EXERCISE:
Set out the entries below as a Markdown table with two columns, Row and Line. Number each line in order and omit any blank lines.

□ □ □ □ □

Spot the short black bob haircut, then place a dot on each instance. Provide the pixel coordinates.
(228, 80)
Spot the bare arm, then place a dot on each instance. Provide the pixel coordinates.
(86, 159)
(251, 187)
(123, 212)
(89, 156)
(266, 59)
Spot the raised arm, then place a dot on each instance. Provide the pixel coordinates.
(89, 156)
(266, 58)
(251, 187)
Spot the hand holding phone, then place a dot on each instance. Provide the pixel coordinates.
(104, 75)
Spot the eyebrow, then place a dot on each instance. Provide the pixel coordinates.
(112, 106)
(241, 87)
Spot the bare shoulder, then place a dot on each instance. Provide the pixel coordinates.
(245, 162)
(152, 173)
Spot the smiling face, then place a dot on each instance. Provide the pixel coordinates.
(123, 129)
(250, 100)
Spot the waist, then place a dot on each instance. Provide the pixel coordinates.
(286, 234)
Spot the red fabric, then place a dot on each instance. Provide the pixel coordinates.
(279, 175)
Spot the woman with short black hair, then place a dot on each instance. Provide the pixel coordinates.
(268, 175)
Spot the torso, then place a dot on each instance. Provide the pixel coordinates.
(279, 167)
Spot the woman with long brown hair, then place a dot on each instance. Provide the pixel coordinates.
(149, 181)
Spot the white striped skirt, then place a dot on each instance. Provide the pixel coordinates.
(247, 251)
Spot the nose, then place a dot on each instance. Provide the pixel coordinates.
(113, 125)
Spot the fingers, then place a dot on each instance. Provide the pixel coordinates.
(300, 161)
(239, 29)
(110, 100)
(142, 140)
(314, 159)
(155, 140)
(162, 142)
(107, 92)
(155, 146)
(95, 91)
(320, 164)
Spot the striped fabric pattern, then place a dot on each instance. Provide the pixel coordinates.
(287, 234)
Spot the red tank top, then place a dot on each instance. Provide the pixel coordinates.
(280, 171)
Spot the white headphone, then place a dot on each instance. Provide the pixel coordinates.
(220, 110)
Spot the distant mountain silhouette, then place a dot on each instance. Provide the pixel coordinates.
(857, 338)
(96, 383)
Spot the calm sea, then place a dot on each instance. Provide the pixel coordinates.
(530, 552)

□ □ □ □ □

WRITTEN REPLY:
| Row | Line |
|---|---|
| 1 | Spot the short black bob haircut, then place a dot on each instance. Provide the pixel coordinates. |
| 2 | (228, 80) |
| 3 | Spot the bare arm, then place a dot on each instance. Provide the pixel coordinates. |
| 4 | (86, 159) |
| 5 | (251, 187) |
| 6 | (123, 212) |
| 7 | (89, 156) |
| 8 | (266, 59) |
| 9 | Spot the raised arm, then place a dot on each instance. Provide the pixel coordinates. |
| 10 | (89, 156) |
| 11 | (266, 58) |
| 12 | (251, 187) |
| 13 | Spot the hand holding phone, then place a dot on each instance. Provide the pixel coordinates. |
| 14 | (104, 75) |
| 15 | Spot the eyebrow, then place a dot on each instance. Provide the pixel coordinates. |
| 16 | (112, 106) |
| 17 | (241, 87) |
| 18 | Spot the bare shoulder, then place a dot on each instance. Provide the pixel coordinates. |
| 19 | (245, 162) |
| 20 | (152, 173) |
| 21 | Spot the smiling face, then place a dot on each instance. Provide the pixel coordinates. |
| 22 | (123, 129) |
| 23 | (250, 100) |
| 24 | Spot the waist, then place a dot on each instance. Provide the pixel coordinates. |
| 25 | (286, 234) |
| 26 | Spot the red fabric, then place a dot on each instance. Provide the pixel coordinates. |
| 27 | (279, 175) |
| 28 | Spot the woman with short black hair, then place a dot on each instance. Provide the pixel coordinates. |
| 29 | (268, 175) |
| 30 | Spot the torso, then place a dot on each instance. Provide the pixel coordinates. |
| 31 | (279, 167) |
| 32 | Spot the woman with long brown hair, then place a dot on each instance. Provide the pixel coordinates. |
| 33 | (149, 181) |
| 34 | Spot the white striped skirt, then place a dot on each instance. Provide the pixel coordinates. |
| 35 | (247, 251) |
| 36 | Spot the nose, then place a dot on each instance. Provide the pixel coordinates. |
| 37 | (113, 125) |
| 38 | Spot the fingers, then place a dot on each instance. Provide the pixel coordinates. |
| 39 | (300, 161) |
| 40 | (239, 29) |
| 41 | (110, 100) |
| 42 | (142, 140) |
| 43 | (314, 159) |
| 44 | (155, 140) |
| 45 | (162, 142) |
| 46 | (107, 92) |
| 47 | (155, 146) |
| 48 | (95, 91) |
| 49 | (320, 164) |
| 50 | Spot the striped fabric pattern, then place a dot on each instance. Provide the pixel coordinates. |
| 51 | (287, 234) |
| 52 | Spot the red tank top, then place a dot on each instance. Provide the pixel coordinates. |
| 53 | (280, 171) |
| 54 | Spot the white headphone, then place a dot on each instance. Provide the pixel coordinates. |
| 55 | (220, 110) |
| 56 | Spot the distant mountain silhouette, then place a dot on each instance. Provide the pixel coordinates. |
| 57 | (857, 338) |
| 58 | (96, 383) |
| 59 | Spot the calm sea, then place a dot on each instance. Provide the pixel coordinates. |
| 60 | (530, 552) |